Excerpt:
# # # #

From LSHG Newsletter #63 (Spring 2018) and #64 (Summer 2018)
The Origins of Collective
Decision Making
(Studies in Critical Social Sciences)
By Andy Blunden
Haymarket 2017
ISBN 978-1608468046
Part 1 (from LSHG Newsletter #63 (Spring 2018)
The Chartists and Democracy
Andy Blunden’s chapter on the Chartists in this book
gives a decent summary of how the movement
worked, at least up until 1848 (after which he is on
less certain ground).
He rightly notes the importance of the 1834 Poor
Law Act in mobilising activity and particularly that
of women. The Chartists contended for universal
male suffrage, but women were active in Chartism,
except at the level of leadership.
The Chartists focused on political democracy, a vote
in Parliamentary elections and representation in
Parliament, and as Blunden notes, the three Chartist
petitions were central to this. They were able in a
few cases to elect Chartist MPs - Feargus O’Connor
sat for Nottingham - under the very limited
democracy introduced by the 1832 Reform Act.
As Blunden also notes the Chartists used various
means, familiar in the modern labour movement, to
organise and mobilise activity. The Chartist weekly
paper the Northern Star was the key organiser and
had the largest sale of any paper in the 1840s. The
early trade unions were also engaged and many
were sympathetic to Chartism.
The National Charter Association formed in 1841 was
the world’s first working class party based, as
Blunden notes, on the kind of local organisation
used by the Methodists.

# # # #

Image outline annotation records:
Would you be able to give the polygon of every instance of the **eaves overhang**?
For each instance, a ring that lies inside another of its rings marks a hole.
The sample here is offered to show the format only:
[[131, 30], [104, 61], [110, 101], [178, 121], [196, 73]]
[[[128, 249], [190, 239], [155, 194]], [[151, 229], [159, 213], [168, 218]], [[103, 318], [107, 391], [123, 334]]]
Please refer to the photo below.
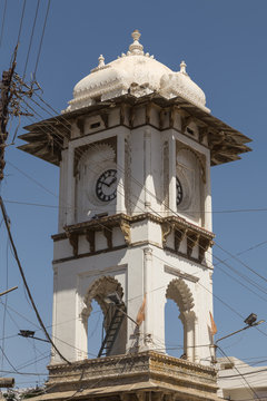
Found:
[[[238, 160], [240, 159], [239, 155], [251, 150], [246, 145], [251, 139], [226, 123], [181, 97], [167, 99], [158, 94], [150, 94], [140, 98], [127, 94], [105, 102], [99, 101], [95, 105], [26, 126], [24, 129], [28, 133], [20, 135], [19, 138], [27, 141], [27, 144], [18, 148], [59, 166], [61, 150], [68, 147], [68, 141], [71, 139], [71, 124], [75, 120], [82, 118], [82, 116], [89, 117], [99, 114], [103, 117], [105, 128], [107, 129], [109, 128], [107, 116], [113, 108], [128, 106], [130, 109], [134, 109], [140, 106], [150, 107], [151, 105], [157, 106], [159, 110], [177, 110], [185, 121], [184, 125], [186, 121], [196, 123], [199, 130], [199, 141], [201, 143], [204, 137], [207, 138], [205, 146], [210, 149], [211, 166]], [[129, 126], [134, 128], [131, 124]], [[171, 128], [171, 123], [168, 127], [159, 127], [160, 130], [168, 128]]]

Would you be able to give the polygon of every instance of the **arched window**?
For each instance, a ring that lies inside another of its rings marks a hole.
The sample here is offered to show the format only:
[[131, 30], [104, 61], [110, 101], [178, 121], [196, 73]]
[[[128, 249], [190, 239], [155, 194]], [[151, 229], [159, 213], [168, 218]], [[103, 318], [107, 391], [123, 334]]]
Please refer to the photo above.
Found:
[[[90, 286], [82, 310], [88, 358], [92, 358], [91, 354], [100, 358], [126, 352], [127, 322], [123, 314], [126, 305], [122, 297], [122, 287], [113, 277], [103, 276], [95, 281]], [[95, 311], [92, 311], [93, 309]], [[92, 317], [92, 312], [100, 315], [100, 321], [97, 321], [98, 317]], [[93, 330], [96, 330], [98, 339], [93, 339]], [[98, 349], [91, 352], [95, 346], [98, 346]]]
[[[172, 325], [172, 320], [167, 322], [167, 324], [168, 324], [167, 330], [174, 332], [171, 341], [174, 341], [174, 344], [177, 345], [176, 346], [177, 351], [179, 350], [178, 346], [180, 345], [180, 351], [181, 351], [180, 355], [178, 355], [177, 352], [176, 352], [176, 354], [168, 352], [169, 346], [168, 346], [167, 341], [166, 341], [166, 351], [167, 351], [167, 353], [172, 354], [174, 356], [184, 358], [184, 359], [187, 359], [187, 360], [194, 362], [195, 354], [196, 354], [195, 353], [196, 315], [195, 315], [195, 312], [192, 311], [194, 299], [192, 299], [191, 291], [188, 287], [188, 285], [185, 283], [184, 280], [174, 278], [167, 287], [166, 299], [167, 299], [167, 305], [166, 305], [165, 312], [167, 313], [167, 312], [169, 312], [168, 311], [169, 309], [172, 309], [171, 316], [172, 316], [172, 319], [175, 319], [175, 312], [174, 312], [174, 303], [175, 303], [176, 306], [178, 306], [176, 309], [176, 311], [178, 312], [178, 310], [179, 310], [179, 315], [177, 315], [177, 317], [179, 317], [179, 320], [181, 321], [181, 324], [182, 324], [182, 327], [181, 327], [181, 325], [179, 323], [178, 324], [175, 323]], [[174, 303], [171, 303], [170, 301], [174, 301]], [[165, 316], [165, 317], [167, 317], [167, 316]], [[177, 330], [177, 332], [176, 332], [176, 330]], [[169, 334], [167, 335], [166, 339], [168, 339], [168, 338], [169, 338]]]

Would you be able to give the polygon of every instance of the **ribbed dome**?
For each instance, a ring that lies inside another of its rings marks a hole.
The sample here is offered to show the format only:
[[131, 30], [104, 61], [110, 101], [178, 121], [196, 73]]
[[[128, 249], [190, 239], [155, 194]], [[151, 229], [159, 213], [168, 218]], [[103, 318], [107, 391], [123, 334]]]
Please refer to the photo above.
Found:
[[179, 72], [144, 53], [139, 43], [140, 33], [132, 32], [134, 42], [127, 55], [105, 65], [105, 58], [99, 57], [99, 65], [81, 79], [73, 89], [73, 99], [69, 101], [66, 111], [72, 111], [92, 105], [96, 100], [103, 101], [131, 92], [136, 97], [158, 92], [166, 98], [184, 97], [194, 105], [209, 111], [204, 91], [189, 78], [185, 62]]
[[206, 105], [206, 96], [186, 72], [186, 63], [180, 63], [180, 71], [166, 74], [160, 80], [160, 94], [168, 99], [181, 96], [205, 111], [210, 111]]

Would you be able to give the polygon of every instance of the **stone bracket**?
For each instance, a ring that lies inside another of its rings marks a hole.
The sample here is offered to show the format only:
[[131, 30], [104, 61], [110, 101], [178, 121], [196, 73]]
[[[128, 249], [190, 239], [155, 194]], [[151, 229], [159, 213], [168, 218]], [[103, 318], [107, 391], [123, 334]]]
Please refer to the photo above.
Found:
[[131, 243], [131, 236], [130, 236], [130, 224], [125, 221], [125, 219], [121, 219], [120, 222], [120, 229], [125, 236], [125, 242], [127, 245], [130, 245]]
[[186, 237], [187, 228], [175, 229], [175, 251], [178, 252], [182, 239]]
[[108, 228], [108, 227], [103, 227], [102, 229], [103, 236], [107, 239], [107, 245], [109, 250], [112, 250], [113, 245], [112, 245], [112, 229]]
[[73, 256], [78, 255], [78, 241], [79, 235], [77, 233], [71, 233], [67, 227], [63, 227], [67, 238], [69, 239], [70, 245], [72, 246]]
[[187, 256], [190, 257], [192, 254], [192, 248], [198, 243], [199, 234], [196, 233], [188, 233], [187, 234]]
[[87, 229], [86, 231], [86, 238], [89, 243], [90, 246], [90, 252], [93, 253], [96, 252], [96, 236], [95, 236], [95, 231], [91, 229]]

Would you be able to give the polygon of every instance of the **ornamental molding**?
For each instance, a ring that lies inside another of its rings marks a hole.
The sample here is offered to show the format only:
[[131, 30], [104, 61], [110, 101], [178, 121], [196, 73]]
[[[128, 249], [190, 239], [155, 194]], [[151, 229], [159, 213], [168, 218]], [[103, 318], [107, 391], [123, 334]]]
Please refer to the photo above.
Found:
[[[184, 257], [188, 257], [198, 263], [205, 262], [205, 253], [209, 247], [214, 245], [215, 235], [197, 225], [194, 225], [187, 222], [185, 218], [178, 216], [170, 217], [159, 217], [150, 213], [145, 213], [140, 215], [129, 216], [126, 214], [117, 214], [112, 216], [102, 216], [99, 218], [93, 218], [88, 222], [73, 224], [65, 226], [63, 233], [56, 234], [52, 236], [53, 241], [69, 239], [69, 243], [72, 247], [72, 256], [67, 257], [66, 260], [71, 260], [76, 257], [91, 256], [93, 254], [99, 254], [108, 251], [117, 251], [126, 246], [132, 245], [144, 245], [147, 242], [132, 243], [131, 242], [131, 225], [135, 223], [152, 221], [161, 226], [162, 235], [162, 247], [171, 253], [178, 254]], [[119, 227], [125, 237], [125, 244], [119, 246], [113, 246], [112, 241], [112, 228]], [[107, 248], [96, 252], [96, 233], [102, 232], [107, 241]], [[174, 234], [174, 248], [168, 245], [168, 237]], [[89, 245], [89, 252], [85, 254], [79, 254], [79, 236], [83, 235]], [[186, 253], [180, 252], [180, 244], [186, 239], [187, 251]], [[152, 244], [159, 246], [158, 244]], [[198, 256], [192, 257], [194, 248], [198, 250]], [[62, 262], [62, 260], [55, 261]]]
[[66, 391], [70, 390], [76, 391], [77, 399], [87, 395], [90, 400], [96, 393], [101, 400], [116, 397], [121, 401], [144, 400], [146, 393], [151, 401], [219, 400], [215, 369], [155, 351], [83, 360], [69, 365], [52, 364], [48, 369], [47, 397], [51, 399], [55, 393], [53, 400], [66, 399]]
[[[70, 140], [69, 131], [67, 131], [66, 127], [69, 125], [70, 128], [70, 124], [75, 119], [85, 118], [85, 116], [96, 116], [102, 109], [106, 109], [108, 113], [110, 113], [110, 107], [113, 108], [117, 106], [121, 110], [123, 109], [123, 111], [121, 111], [121, 121], [123, 120], [123, 124], [128, 126], [128, 109], [134, 106], [146, 106], [149, 104], [152, 104], [158, 108], [158, 114], [160, 114], [160, 110], [162, 109], [169, 114], [169, 123], [166, 125], [166, 127], [164, 127], [164, 129], [171, 128], [171, 123], [174, 125], [175, 120], [175, 113], [178, 113], [184, 117], [188, 117], [189, 115], [192, 116], [195, 118], [196, 125], [198, 126], [199, 137], [191, 139], [200, 143], [202, 146], [206, 146], [211, 150], [211, 166], [237, 160], [240, 158], [240, 154], [251, 150], [246, 145], [250, 141], [250, 139], [224, 121], [211, 115], [208, 115], [204, 110], [200, 110], [181, 97], [166, 99], [159, 94], [150, 94], [142, 98], [136, 98], [132, 95], [126, 94], [107, 101], [106, 104], [101, 101], [95, 102], [93, 105], [85, 107], [83, 109], [73, 110], [71, 113], [65, 114], [63, 116], [56, 116], [53, 118], [32, 124], [26, 127], [26, 129], [29, 131], [20, 136], [20, 138], [26, 140], [27, 144], [19, 146], [19, 148], [59, 166], [61, 159], [60, 154], [63, 149], [66, 149], [68, 141]], [[172, 118], [170, 118], [170, 110], [172, 110]], [[138, 126], [136, 126], [136, 128], [144, 126], [145, 123], [146, 121], [140, 123]], [[158, 126], [155, 125], [155, 127], [159, 129], [159, 124]], [[180, 127], [174, 127], [174, 129], [180, 131]], [[61, 134], [60, 138], [59, 133]], [[48, 138], [48, 134], [50, 138], [53, 138], [53, 151], [50, 145], [51, 139]]]

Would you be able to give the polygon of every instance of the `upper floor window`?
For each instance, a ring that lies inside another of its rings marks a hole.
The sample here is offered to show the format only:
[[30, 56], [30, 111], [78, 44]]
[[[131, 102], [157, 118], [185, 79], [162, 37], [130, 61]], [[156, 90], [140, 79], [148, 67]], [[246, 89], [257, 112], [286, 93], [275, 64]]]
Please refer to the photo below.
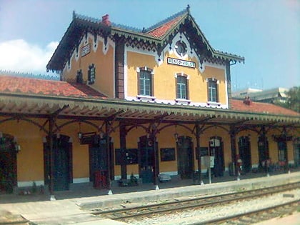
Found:
[[152, 70], [146, 67], [139, 69], [139, 95], [153, 96]]
[[95, 83], [96, 78], [96, 67], [94, 64], [91, 64], [89, 66], [88, 70], [88, 84], [93, 84]]
[[189, 82], [185, 74], [177, 74], [176, 98], [189, 99]]
[[218, 81], [215, 79], [208, 80], [208, 101], [218, 102]]

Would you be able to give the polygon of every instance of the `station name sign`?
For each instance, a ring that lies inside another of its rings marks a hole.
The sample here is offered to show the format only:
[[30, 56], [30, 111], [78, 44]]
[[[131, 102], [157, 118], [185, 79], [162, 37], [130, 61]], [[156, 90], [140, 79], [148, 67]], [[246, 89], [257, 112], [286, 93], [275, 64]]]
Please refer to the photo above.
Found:
[[91, 45], [88, 44], [81, 48], [81, 57], [86, 56], [90, 52], [91, 52]]
[[170, 57], [168, 57], [168, 64], [181, 66], [196, 68], [196, 63], [194, 61], [181, 60]]

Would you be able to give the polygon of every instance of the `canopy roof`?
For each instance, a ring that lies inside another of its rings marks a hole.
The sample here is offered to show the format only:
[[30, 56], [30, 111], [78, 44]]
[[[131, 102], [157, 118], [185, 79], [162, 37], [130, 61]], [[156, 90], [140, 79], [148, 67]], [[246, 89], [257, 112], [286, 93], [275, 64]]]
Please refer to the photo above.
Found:
[[191, 16], [188, 6], [172, 16], [143, 29], [116, 24], [107, 20], [84, 16], [74, 12], [73, 20], [48, 63], [47, 70], [61, 71], [87, 32], [101, 35], [105, 39], [109, 37], [115, 41], [123, 39], [130, 46], [139, 46], [148, 51], [156, 51], [159, 55], [171, 43], [178, 32], [185, 32], [189, 36], [191, 47], [201, 60], [244, 61], [244, 57], [214, 49]]
[[[56, 92], [49, 90], [56, 89]], [[300, 124], [300, 114], [274, 104], [231, 100], [231, 109], [109, 99], [88, 86], [64, 81], [0, 76], [0, 115], [23, 114], [59, 118], [84, 118], [163, 122], [246, 125]]]

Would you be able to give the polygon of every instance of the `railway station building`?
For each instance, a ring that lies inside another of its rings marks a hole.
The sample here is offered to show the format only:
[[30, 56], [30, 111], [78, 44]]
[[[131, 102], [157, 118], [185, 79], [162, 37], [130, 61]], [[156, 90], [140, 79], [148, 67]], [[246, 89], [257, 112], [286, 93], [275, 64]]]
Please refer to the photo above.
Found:
[[211, 46], [189, 6], [142, 29], [74, 12], [46, 65], [59, 80], [0, 76], [1, 190], [109, 191], [132, 176], [158, 188], [161, 174], [201, 179], [207, 156], [216, 176], [241, 161], [299, 166], [299, 114], [231, 99], [244, 62]]

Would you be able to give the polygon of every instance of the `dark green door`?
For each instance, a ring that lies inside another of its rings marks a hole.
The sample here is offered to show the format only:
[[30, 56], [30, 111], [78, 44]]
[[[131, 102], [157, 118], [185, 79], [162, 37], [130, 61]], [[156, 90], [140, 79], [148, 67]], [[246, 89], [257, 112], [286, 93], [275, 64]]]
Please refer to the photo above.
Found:
[[146, 136], [140, 138], [139, 144], [139, 176], [143, 183], [154, 181], [154, 150], [152, 141]]
[[3, 134], [0, 138], [0, 194], [12, 193], [16, 186], [16, 151], [14, 136]]
[[178, 174], [181, 179], [191, 179], [193, 176], [193, 146], [188, 136], [180, 136], [177, 141]]
[[242, 172], [249, 173], [252, 167], [250, 141], [248, 136], [241, 136], [239, 139], [239, 152], [241, 159]]
[[107, 171], [107, 154], [106, 139], [100, 139], [89, 146], [90, 181], [94, 181], [95, 173]]
[[224, 171], [224, 154], [221, 137], [214, 137], [209, 141], [209, 153], [214, 157], [212, 172], [214, 176], [223, 176]]
[[70, 143], [69, 137], [54, 139], [54, 190], [69, 190], [70, 179]]

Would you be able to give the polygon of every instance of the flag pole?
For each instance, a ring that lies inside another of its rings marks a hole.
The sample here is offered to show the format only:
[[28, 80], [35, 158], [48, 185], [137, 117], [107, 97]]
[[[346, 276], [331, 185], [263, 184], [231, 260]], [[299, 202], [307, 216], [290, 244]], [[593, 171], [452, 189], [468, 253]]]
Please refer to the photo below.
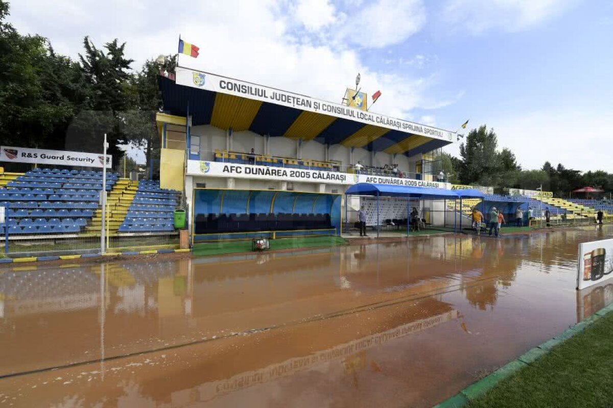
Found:
[[368, 106], [368, 108], [367, 108], [367, 109], [366, 109], [366, 111], [367, 111], [367, 112], [368, 112], [368, 111], [370, 111], [370, 108], [373, 107], [373, 105], [375, 105], [375, 103], [377, 103], [377, 101], [378, 101], [378, 100], [379, 100], [379, 98], [377, 98], [376, 99], [375, 99], [375, 100], [374, 100], [374, 101], [373, 102], [373, 103], [370, 104], [370, 106]]

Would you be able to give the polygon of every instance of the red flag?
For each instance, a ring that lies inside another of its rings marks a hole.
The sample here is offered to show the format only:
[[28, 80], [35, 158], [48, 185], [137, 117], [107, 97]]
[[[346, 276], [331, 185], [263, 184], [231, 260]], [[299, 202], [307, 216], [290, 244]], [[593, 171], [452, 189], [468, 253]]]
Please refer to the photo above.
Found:
[[192, 44], [191, 56], [194, 57], [194, 58], [197, 58], [198, 54], [199, 54], [199, 51], [200, 48], [199, 47], [197, 47], [196, 45], [194, 45], [194, 44]]

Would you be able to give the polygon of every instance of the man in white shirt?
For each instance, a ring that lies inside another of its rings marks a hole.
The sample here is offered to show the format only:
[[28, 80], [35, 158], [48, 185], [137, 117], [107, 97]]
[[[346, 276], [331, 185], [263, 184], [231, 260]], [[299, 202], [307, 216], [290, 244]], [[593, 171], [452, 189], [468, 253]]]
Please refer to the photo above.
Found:
[[515, 212], [515, 223], [518, 227], [524, 226], [524, 212], [519, 207]]

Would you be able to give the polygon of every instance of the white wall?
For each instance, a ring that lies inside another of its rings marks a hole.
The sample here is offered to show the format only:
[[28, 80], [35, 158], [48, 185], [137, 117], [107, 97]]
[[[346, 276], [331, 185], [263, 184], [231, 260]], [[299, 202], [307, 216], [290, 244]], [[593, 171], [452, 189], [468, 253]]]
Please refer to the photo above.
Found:
[[[200, 136], [200, 159], [209, 160], [213, 159], [213, 152], [215, 149], [226, 149], [226, 131], [223, 129], [203, 125], [191, 128], [191, 134]], [[264, 154], [264, 138], [248, 130], [234, 132], [232, 150], [235, 152], [249, 152], [254, 149], [259, 154]], [[269, 139], [268, 149], [273, 156], [283, 157], [295, 157], [297, 143], [295, 140], [284, 137], [271, 137]], [[346, 166], [357, 163], [358, 160], [368, 166], [383, 166], [385, 164], [392, 164], [392, 155], [383, 152], [375, 154], [375, 163], [371, 163], [371, 152], [365, 149], [354, 149], [353, 163], [349, 163], [350, 148], [340, 144], [330, 146], [330, 160], [338, 160], [342, 163], [343, 171]], [[302, 143], [302, 158], [314, 160], [326, 160], [326, 145], [314, 140], [304, 141]], [[416, 155], [408, 158], [404, 155], [398, 154], [394, 162], [397, 163], [400, 169], [413, 173], [415, 172], [415, 163], [421, 160], [421, 155]]]
[[226, 131], [210, 125], [193, 126], [192, 136], [200, 136], [200, 158], [212, 160], [215, 149], [226, 150]]
[[250, 152], [252, 149], [254, 149], [257, 154], [264, 154], [264, 138], [248, 130], [234, 133], [232, 144], [233, 151]]
[[384, 153], [383, 152], [377, 152], [375, 154], [375, 162], [373, 165], [375, 167], [383, 167], [384, 165], [392, 164], [392, 155]]
[[341, 161], [342, 169], [345, 171], [345, 167], [350, 163], [349, 162], [349, 149], [340, 144], [333, 144], [330, 146], [330, 160]]
[[[268, 139], [268, 150], [271, 156], [295, 157], [297, 142], [287, 138], [270, 138]], [[306, 158], [304, 156], [305, 158]]]
[[353, 163], [351, 164], [354, 165], [358, 161], [361, 161], [362, 164], [365, 166], [372, 166], [372, 163], [370, 163], [370, 152], [365, 149], [359, 147], [354, 149]]
[[326, 160], [326, 145], [314, 140], [302, 142], [302, 157], [313, 160]]

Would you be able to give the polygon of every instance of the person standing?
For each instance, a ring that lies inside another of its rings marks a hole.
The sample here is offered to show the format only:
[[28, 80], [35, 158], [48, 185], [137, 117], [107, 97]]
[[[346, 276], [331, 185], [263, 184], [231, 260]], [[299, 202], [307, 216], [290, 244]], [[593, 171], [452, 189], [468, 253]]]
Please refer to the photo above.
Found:
[[515, 212], [515, 223], [518, 227], [524, 226], [524, 212], [519, 207]]
[[502, 228], [502, 224], [506, 223], [504, 221], [504, 215], [502, 213], [502, 210], [498, 211], [498, 231], [500, 231], [500, 228]]
[[419, 212], [414, 207], [411, 212], [411, 231], [419, 231]]
[[368, 237], [368, 236], [366, 235], [366, 212], [364, 211], [364, 206], [357, 212], [357, 220], [360, 223], [360, 236]]
[[498, 211], [496, 210], [495, 207], [492, 207], [492, 210], [490, 211], [490, 233], [489, 236], [492, 236], [492, 230], [494, 230], [496, 237], [498, 237]]
[[477, 235], [481, 233], [482, 222], [483, 222], [483, 213], [475, 207], [473, 209], [473, 228], [477, 231]]

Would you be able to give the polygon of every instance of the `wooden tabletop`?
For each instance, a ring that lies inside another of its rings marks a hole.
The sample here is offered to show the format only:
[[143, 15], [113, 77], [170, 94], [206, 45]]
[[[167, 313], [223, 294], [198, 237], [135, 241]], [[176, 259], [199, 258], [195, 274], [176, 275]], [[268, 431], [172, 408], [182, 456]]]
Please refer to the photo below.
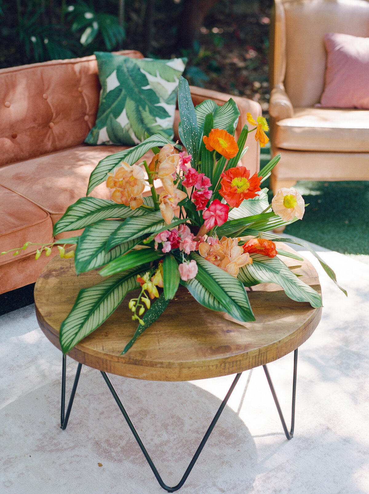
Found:
[[[293, 251], [283, 244], [279, 248]], [[281, 257], [289, 266], [301, 263]], [[318, 275], [304, 260], [294, 272], [320, 293]], [[60, 348], [60, 325], [78, 291], [101, 281], [96, 271], [76, 276], [73, 259], [54, 257], [45, 266], [34, 288], [38, 324]], [[99, 329], [68, 354], [101, 370], [158, 381], [187, 381], [225, 375], [276, 360], [292, 352], [311, 334], [320, 320], [321, 307], [295, 302], [278, 285], [259, 285], [248, 292], [256, 321], [240, 323], [227, 314], [206, 309], [184, 287], [158, 321], [139, 336], [125, 355], [120, 353], [133, 336], [129, 293]]]

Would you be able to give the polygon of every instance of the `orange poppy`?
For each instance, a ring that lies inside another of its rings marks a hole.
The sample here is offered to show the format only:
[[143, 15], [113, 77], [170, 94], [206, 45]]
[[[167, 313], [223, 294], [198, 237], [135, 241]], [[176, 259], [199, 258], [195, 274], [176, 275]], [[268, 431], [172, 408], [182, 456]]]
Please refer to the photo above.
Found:
[[250, 177], [250, 170], [244, 166], [235, 166], [222, 173], [219, 194], [232, 207], [238, 207], [244, 199], [256, 197], [260, 188], [261, 177], [255, 173]]
[[215, 149], [227, 160], [234, 158], [238, 152], [238, 146], [234, 136], [222, 128], [212, 128], [209, 137], [204, 135], [202, 140], [206, 149], [209, 151]]
[[242, 247], [244, 252], [263, 254], [268, 257], [275, 257], [278, 253], [274, 243], [266, 239], [251, 239], [244, 244]]
[[255, 122], [251, 113], [246, 114], [246, 119], [249, 124], [256, 125], [255, 140], [259, 141], [261, 148], [265, 147], [265, 145], [269, 142], [269, 138], [264, 131], [269, 130], [266, 119], [264, 117], [258, 117]]

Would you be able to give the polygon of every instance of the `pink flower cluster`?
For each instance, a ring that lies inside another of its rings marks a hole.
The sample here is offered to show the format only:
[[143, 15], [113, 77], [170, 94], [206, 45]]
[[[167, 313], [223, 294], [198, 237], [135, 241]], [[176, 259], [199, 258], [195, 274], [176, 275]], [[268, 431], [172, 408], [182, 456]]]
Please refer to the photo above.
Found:
[[162, 251], [164, 252], [169, 252], [171, 249], [179, 248], [186, 254], [189, 254], [191, 250], [197, 250], [199, 245], [202, 241], [194, 240], [195, 235], [191, 233], [191, 230], [187, 225], [180, 225], [177, 230], [165, 230], [164, 232], [158, 233], [154, 239], [155, 242], [155, 248], [158, 248], [158, 244], [163, 244]]
[[189, 168], [186, 170], [182, 184], [185, 187], [195, 187], [196, 190], [193, 193], [191, 199], [196, 206], [196, 210], [204, 209], [211, 197], [212, 191], [209, 189], [211, 186], [210, 179], [204, 173], [199, 173], [195, 168]]

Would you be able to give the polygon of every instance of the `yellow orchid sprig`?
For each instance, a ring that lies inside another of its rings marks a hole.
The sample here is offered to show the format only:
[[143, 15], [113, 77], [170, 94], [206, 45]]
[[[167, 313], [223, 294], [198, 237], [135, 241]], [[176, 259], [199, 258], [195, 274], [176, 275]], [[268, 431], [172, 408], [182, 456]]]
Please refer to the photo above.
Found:
[[[21, 250], [25, 250], [29, 246], [38, 246], [40, 247], [40, 248], [37, 248], [36, 249], [36, 254], [34, 256], [34, 258], [37, 260], [39, 258], [42, 251], [45, 249], [45, 255], [46, 257], [48, 257], [50, 254], [51, 253], [51, 249], [54, 246], [57, 245], [59, 243], [61, 243], [60, 241], [56, 241], [52, 243], [48, 244], [35, 244], [33, 242], [25, 242], [25, 244], [22, 246], [22, 247], [17, 247], [16, 248], [10, 249], [9, 250], [5, 250], [3, 252], [0, 252], [0, 255], [3, 255], [4, 254], [8, 254], [9, 252], [13, 252], [13, 255], [18, 255], [20, 253], [20, 251]], [[66, 253], [66, 246], [68, 245], [67, 243], [64, 244], [63, 246], [58, 246], [58, 248], [59, 251], [59, 254], [60, 257], [62, 258], [65, 259], [69, 259], [70, 257], [73, 257], [74, 256], [74, 251], [70, 250]]]
[[265, 147], [265, 145], [269, 142], [269, 138], [265, 133], [267, 131], [269, 130], [267, 119], [264, 117], [258, 117], [256, 121], [255, 121], [251, 116], [251, 113], [247, 113], [246, 117], [249, 124], [256, 126], [254, 128], [249, 130], [249, 132], [253, 132], [256, 130], [255, 140], [259, 141], [261, 148]]

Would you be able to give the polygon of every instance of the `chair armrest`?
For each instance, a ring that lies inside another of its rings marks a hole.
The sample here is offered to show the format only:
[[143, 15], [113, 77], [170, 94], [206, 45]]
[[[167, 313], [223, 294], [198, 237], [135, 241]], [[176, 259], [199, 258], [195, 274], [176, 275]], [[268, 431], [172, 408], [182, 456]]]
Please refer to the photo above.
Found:
[[[195, 86], [190, 86], [192, 101], [196, 106], [205, 99], [211, 99], [217, 105], [222, 105], [226, 103], [230, 98], [234, 100], [238, 107], [240, 115], [238, 119], [235, 136], [237, 140], [241, 131], [246, 124], [249, 128], [252, 126], [248, 124], [246, 119], [246, 114], [251, 113], [253, 117], [256, 119], [262, 115], [262, 108], [260, 105], [256, 101], [253, 101], [247, 98], [240, 96], [227, 94], [219, 92], [218, 91], [212, 91], [211, 89], [204, 89], [202, 87], [196, 87]], [[250, 170], [251, 174], [256, 171], [259, 171], [260, 167], [260, 147], [259, 143], [257, 142], [254, 137], [254, 135], [248, 137], [246, 145], [249, 149], [241, 160], [240, 164], [246, 166]]]
[[277, 84], [272, 89], [269, 101], [269, 113], [277, 122], [294, 116], [292, 103], [282, 84]]

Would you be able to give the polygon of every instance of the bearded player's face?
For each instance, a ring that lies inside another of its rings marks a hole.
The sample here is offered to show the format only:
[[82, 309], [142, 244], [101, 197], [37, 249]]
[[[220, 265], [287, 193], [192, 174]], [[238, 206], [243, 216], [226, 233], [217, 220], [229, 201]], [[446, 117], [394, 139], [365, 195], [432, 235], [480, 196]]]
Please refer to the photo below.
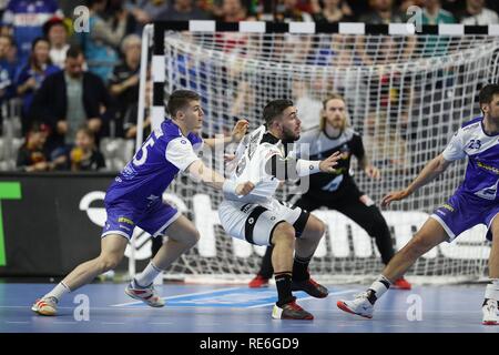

# # # #

Given exercise:
According to the review of the Chartists chapter, which Chartist sat for Nottingham?

Solution for this exercise:
Feargus O’Connor